** Consigne **
Dans l'extrait sur les pauses en télétravail, quelles pauses prises en présentiel la chronobiologiste cite-t-elle en exemple ?

** Extrait du document **
────────────────
Des pauses régulières à déculpabiliser
Il peut s'agit d'une sieste, d'un moment de relaxation d'une vingtaine de minutes, ou encore d'une promenade d'une heure, pas forcément en continu. "Cela peut être deux fois une demi-heure ou quatre fois 15 minutes, détaille la chronobiologiste. L'important est de maintenir ce rythme, qui permet de se remobiliser. En revanche, dès que l'on s'aperçoit qu'on est obligé de se relire plusieurs fois, de fournir de gros efforts pour se reconcentrer, on a besoin d'une pause". Ele fait allusion aux pauses régulières, à distiller tout au long de sa journée. "En présentiel, on en a souvent", assure-t-elle. Elle évoque notamment le fait de se déplacer pour imprimer des documents, pour se rendre à la machine à café, pour fumer une cigarette avec ses collègues…
"Toutes ces pauses sont importantes, nécessaires, car elles permettent de se remobiliser dans de bonnes conditions, développe l'experte. Lorsque l'on est à la maison, on doit faire la même chose et éviter de travailler des heures en continu". Un conseil qui soulève une problématique observée chez plusieurs télétravailleurs : doit-on compter ces pauses dans les sept heures quotidiennes ? Par exemple, certaines personnes se chronomètrent : doivent-elles mettre le temps sur pause dès qu'elles quittent leur ordinateur pour se servir un verre d'eau ou qu'elles répondent à un message d'ordre personnel ? "Non, répond Claire Leconte, catégorique. Quand on est au bureau, personne ne décompte ces petites pauses de notre temps de travail, donc c'est exactement pareil".
────────────────
** Données **
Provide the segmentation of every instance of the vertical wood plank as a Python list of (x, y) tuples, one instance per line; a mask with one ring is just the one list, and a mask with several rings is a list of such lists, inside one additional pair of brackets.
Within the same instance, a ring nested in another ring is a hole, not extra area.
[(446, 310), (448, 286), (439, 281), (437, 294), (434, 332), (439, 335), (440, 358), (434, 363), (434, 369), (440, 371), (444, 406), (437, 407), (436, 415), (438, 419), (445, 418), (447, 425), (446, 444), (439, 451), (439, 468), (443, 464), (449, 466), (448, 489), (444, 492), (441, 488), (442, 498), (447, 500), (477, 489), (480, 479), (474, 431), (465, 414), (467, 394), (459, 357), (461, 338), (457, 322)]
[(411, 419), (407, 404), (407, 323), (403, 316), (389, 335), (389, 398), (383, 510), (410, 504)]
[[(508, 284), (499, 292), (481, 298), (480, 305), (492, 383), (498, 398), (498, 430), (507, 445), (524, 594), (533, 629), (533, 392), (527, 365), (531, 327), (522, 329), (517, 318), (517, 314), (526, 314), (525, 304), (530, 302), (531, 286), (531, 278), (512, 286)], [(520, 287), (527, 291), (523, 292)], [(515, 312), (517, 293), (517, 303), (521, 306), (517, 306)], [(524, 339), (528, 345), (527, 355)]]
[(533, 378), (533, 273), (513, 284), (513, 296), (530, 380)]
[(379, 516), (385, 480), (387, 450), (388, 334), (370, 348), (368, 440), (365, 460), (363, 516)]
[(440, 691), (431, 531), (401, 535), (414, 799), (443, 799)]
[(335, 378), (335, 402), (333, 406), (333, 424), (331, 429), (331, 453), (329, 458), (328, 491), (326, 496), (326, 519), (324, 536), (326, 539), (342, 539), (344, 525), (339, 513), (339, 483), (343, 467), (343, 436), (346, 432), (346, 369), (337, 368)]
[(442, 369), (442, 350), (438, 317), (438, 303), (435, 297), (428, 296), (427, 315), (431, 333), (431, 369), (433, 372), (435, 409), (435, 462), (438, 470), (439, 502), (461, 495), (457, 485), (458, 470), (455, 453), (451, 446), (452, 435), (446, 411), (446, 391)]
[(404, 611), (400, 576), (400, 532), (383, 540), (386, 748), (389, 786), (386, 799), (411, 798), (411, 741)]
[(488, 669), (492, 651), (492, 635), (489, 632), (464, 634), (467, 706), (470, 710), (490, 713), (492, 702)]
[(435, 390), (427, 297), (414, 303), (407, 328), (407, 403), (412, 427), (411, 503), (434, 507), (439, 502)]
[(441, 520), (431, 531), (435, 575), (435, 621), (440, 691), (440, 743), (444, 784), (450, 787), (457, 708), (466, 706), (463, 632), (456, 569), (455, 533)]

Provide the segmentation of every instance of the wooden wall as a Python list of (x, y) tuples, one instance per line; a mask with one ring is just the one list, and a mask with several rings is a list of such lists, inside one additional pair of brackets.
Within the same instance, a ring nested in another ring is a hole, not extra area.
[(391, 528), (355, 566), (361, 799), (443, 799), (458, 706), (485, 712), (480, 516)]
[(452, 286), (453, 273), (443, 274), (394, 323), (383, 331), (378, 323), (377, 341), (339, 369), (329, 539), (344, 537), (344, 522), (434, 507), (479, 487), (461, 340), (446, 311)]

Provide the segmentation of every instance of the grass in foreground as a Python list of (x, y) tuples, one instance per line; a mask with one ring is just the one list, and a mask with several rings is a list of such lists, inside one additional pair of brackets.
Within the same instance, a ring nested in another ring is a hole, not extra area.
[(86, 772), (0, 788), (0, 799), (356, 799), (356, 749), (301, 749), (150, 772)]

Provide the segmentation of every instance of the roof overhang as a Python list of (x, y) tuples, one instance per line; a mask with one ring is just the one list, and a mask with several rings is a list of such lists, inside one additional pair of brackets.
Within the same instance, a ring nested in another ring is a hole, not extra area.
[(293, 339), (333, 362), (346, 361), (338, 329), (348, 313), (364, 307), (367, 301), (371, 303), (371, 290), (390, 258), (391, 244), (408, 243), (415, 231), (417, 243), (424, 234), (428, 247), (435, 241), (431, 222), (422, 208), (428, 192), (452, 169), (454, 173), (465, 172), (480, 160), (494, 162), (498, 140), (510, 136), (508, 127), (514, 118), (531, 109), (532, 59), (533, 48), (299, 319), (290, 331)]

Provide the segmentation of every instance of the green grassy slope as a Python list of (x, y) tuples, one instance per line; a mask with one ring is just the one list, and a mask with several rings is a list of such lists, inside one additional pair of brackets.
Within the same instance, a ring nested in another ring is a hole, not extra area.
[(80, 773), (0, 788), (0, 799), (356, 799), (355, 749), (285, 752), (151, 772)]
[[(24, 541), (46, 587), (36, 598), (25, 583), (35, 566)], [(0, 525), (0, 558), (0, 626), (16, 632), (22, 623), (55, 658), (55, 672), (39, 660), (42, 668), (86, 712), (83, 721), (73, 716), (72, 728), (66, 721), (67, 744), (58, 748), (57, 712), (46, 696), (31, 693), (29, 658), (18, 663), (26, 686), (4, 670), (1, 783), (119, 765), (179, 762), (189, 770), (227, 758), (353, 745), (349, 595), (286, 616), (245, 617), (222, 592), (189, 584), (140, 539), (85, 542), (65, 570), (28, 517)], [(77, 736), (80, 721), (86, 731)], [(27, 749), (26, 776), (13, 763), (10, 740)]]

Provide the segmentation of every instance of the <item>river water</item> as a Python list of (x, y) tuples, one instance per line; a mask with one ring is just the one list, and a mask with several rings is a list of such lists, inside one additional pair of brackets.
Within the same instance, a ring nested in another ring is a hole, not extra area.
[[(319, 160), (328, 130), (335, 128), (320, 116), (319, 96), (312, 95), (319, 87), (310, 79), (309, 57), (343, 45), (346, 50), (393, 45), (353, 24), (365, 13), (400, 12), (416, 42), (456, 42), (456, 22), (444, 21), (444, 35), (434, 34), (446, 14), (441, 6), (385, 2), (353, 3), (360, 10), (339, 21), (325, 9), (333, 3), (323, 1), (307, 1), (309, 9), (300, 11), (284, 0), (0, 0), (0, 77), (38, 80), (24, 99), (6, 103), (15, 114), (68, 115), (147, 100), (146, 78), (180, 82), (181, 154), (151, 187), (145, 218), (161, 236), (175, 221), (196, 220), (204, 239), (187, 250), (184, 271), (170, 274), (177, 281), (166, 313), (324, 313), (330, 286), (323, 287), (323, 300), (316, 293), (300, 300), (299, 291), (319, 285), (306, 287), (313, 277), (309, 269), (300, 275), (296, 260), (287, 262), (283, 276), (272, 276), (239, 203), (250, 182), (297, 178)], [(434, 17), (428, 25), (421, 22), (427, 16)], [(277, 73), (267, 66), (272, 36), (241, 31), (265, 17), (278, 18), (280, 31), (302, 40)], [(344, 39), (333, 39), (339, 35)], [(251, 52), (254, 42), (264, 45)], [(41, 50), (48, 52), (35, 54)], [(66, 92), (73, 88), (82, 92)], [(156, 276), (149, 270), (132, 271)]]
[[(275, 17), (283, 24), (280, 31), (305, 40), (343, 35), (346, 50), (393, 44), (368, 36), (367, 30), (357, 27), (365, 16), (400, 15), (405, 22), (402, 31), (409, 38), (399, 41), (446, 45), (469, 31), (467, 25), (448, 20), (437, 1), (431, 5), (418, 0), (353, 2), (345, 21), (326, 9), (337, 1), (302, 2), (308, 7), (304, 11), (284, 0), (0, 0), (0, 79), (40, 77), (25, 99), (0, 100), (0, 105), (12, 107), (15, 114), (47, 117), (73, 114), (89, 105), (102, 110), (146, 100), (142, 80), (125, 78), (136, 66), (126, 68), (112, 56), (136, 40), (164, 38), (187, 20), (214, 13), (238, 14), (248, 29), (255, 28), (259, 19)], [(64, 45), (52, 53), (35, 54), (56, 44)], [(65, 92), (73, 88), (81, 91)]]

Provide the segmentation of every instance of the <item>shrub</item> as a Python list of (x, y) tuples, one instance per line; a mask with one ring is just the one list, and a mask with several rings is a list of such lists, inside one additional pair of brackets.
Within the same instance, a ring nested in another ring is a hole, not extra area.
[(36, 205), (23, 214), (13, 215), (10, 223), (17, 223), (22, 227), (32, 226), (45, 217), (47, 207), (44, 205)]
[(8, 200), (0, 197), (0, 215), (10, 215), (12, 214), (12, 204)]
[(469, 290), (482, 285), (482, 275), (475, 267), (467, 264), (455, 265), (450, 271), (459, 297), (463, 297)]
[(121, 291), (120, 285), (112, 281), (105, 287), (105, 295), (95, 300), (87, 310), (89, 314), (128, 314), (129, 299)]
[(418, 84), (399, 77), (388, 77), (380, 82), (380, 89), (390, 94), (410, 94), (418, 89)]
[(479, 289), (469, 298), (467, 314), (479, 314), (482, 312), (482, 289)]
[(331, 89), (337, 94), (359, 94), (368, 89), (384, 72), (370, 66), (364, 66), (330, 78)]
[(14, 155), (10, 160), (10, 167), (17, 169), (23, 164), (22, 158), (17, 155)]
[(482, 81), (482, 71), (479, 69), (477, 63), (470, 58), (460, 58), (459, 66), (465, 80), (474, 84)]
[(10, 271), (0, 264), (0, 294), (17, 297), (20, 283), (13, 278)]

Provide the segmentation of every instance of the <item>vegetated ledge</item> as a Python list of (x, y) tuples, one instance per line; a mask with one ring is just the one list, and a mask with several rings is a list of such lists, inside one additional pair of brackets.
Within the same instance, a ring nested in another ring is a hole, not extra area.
────────────────
** Réponse **
Se déplacer pour imprimer des documents, se rendre à la machine à café et fumer une cigarette avec ses collègues.